=== Reading passage ===
<<<<
1769: Minimum-Number-of-Operations-to-Move-All-Balls-to-Each-Box
Medium
Prefix Sum might just be the name of the game.
My algorithm stems from the fact that each
answer[i] is related to answer[i-1] and
answer[i+1] (if they exist). What I mean by this, is that,
since each answer[i] is related towards the
relative position of each ball and the relative position
of each ball does not change, when we iterate
through each answer[i], we find that we can calculate
answer[i+1] using our answers from the previous index
answer[i].
For example, our answer[i] value depends on the
n balls that we have passed, and the m
balls that we have not passed yet. When we calcualte
answer[i+1], we find that it is simply just
answer[i] + n - m (as each of the n
balls gets 1 box further, and each of the
m balls gets 1 box closer).
Using this logic, we can just iterate through the
boxes string to find our answer for
answer[0], and use it to calculate the rest of the
values inside answer.
Code:
class Solution {
public:
vector<int> minOperations(string boxes) {
int balls = 0;
vector<int> ans;
int curr = 0;
for (int i = 0; i < boxes.size(); ++i) {
balls += boxes[i]-'0';
curr += (boxes[i]-'0')*i;
}
int passed = 0;
ans.push_back(curr);
passed += boxes[0]-'0';
for (int i = 1; i < boxes.size(); ++i) {
curr += passed;
curr -= balls-passed;
ans.push_back(curr);
passed += boxes[i]-'0';
}
return ans;
}
};
>>>>
=== Record set ===
<<<<
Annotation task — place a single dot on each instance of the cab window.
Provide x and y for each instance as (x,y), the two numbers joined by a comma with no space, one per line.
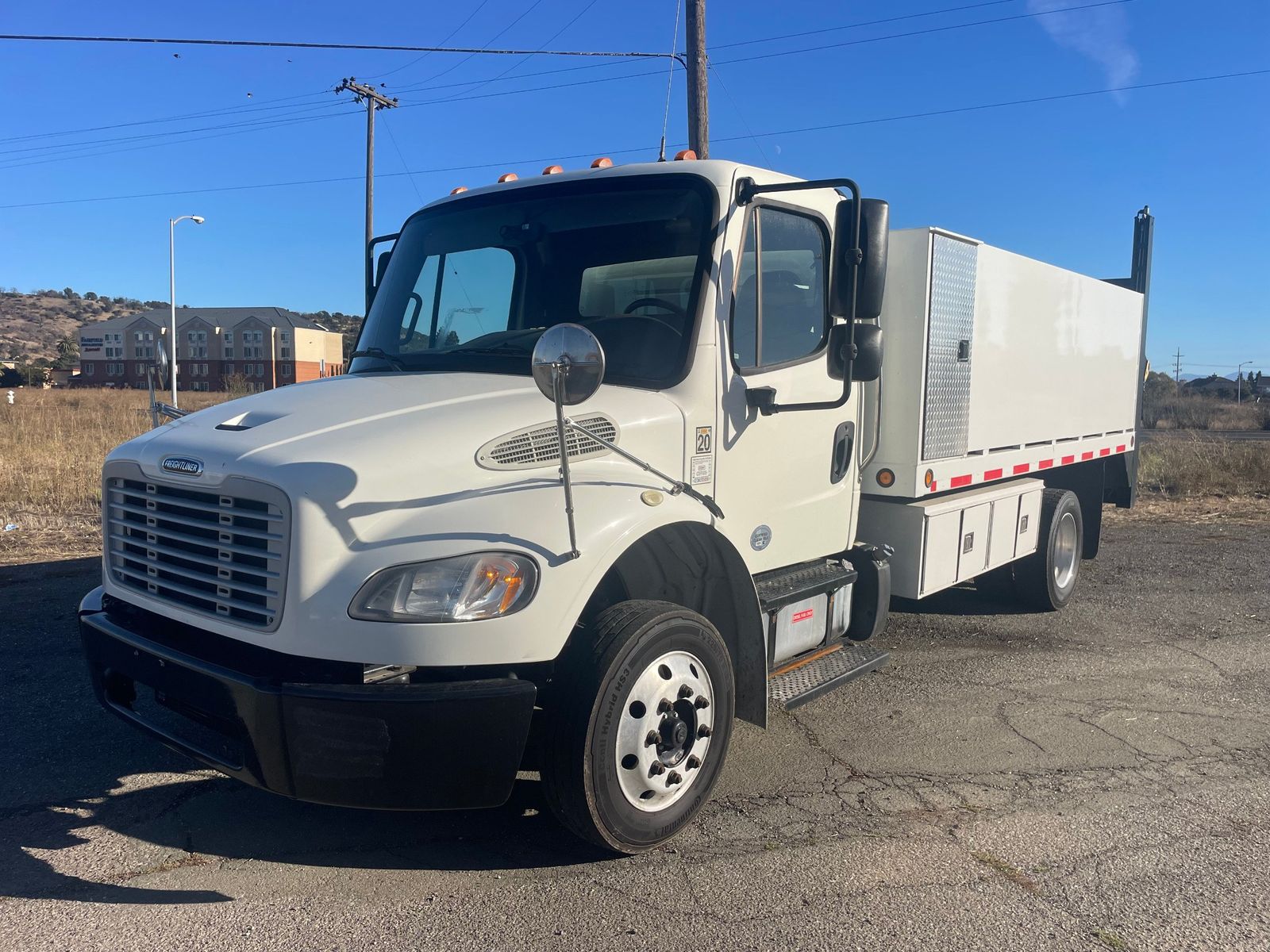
(779,314)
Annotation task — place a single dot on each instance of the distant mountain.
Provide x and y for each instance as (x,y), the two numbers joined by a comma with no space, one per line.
(31,325)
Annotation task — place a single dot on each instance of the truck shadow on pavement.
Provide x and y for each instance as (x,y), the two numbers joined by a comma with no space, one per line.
(89,808)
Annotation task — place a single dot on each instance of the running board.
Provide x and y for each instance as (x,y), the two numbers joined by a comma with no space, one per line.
>>>>
=== Written problem ===
Please write out the part of the ball-moving write-up starting at "Using this logic, we" and ending at "values inside answer.", word for word. The records have nothing to do with the write-up on moving balls between boxes.

=== Answer ===
Using this logic, we can just iterate through the
boxes string to find our answer for
answer[0], and use it to calculate the rest of the
values inside answer.